YOUR TASK :: Count the lines in the source data below that contain the string "relief". Give only the number.

Start DATA LINES

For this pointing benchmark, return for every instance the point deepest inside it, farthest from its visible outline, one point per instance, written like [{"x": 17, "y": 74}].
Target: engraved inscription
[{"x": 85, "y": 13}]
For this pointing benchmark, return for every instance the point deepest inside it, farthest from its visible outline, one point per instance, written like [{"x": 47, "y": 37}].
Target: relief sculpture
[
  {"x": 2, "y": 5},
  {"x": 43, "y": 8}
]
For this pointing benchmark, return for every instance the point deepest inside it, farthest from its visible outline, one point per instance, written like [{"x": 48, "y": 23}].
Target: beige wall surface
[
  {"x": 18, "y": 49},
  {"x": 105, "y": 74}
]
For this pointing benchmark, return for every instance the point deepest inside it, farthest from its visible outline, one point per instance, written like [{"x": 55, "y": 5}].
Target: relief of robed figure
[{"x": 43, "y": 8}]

End DATA LINES
Start DATA LINES

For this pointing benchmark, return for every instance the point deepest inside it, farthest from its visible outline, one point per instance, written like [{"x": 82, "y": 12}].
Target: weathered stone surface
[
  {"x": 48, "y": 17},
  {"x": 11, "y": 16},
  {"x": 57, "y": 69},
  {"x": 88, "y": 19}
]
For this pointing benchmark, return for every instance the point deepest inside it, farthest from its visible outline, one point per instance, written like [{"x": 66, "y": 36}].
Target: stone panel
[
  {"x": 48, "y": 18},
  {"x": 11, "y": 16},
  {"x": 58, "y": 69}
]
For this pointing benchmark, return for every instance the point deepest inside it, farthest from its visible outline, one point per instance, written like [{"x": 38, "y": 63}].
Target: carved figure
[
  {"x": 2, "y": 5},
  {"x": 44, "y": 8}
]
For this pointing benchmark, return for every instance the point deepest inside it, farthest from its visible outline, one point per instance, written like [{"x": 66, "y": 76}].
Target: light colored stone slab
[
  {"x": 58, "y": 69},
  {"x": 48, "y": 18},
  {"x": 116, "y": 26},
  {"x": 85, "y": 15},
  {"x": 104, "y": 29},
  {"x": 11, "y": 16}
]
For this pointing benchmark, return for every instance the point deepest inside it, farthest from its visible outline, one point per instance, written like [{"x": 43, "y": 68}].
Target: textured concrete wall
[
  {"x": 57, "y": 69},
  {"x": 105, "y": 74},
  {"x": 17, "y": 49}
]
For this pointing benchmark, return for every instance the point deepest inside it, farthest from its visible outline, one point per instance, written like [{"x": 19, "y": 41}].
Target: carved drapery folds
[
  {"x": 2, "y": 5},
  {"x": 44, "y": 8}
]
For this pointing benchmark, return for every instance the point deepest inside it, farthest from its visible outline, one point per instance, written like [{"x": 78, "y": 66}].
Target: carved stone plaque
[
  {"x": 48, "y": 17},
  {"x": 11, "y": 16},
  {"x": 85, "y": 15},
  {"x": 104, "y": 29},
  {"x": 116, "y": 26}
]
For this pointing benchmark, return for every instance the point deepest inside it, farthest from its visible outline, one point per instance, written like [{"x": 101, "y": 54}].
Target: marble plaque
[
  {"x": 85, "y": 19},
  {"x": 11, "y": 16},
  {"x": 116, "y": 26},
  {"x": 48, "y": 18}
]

End DATA LINES

REPLY TO THE EXERCISE :: 2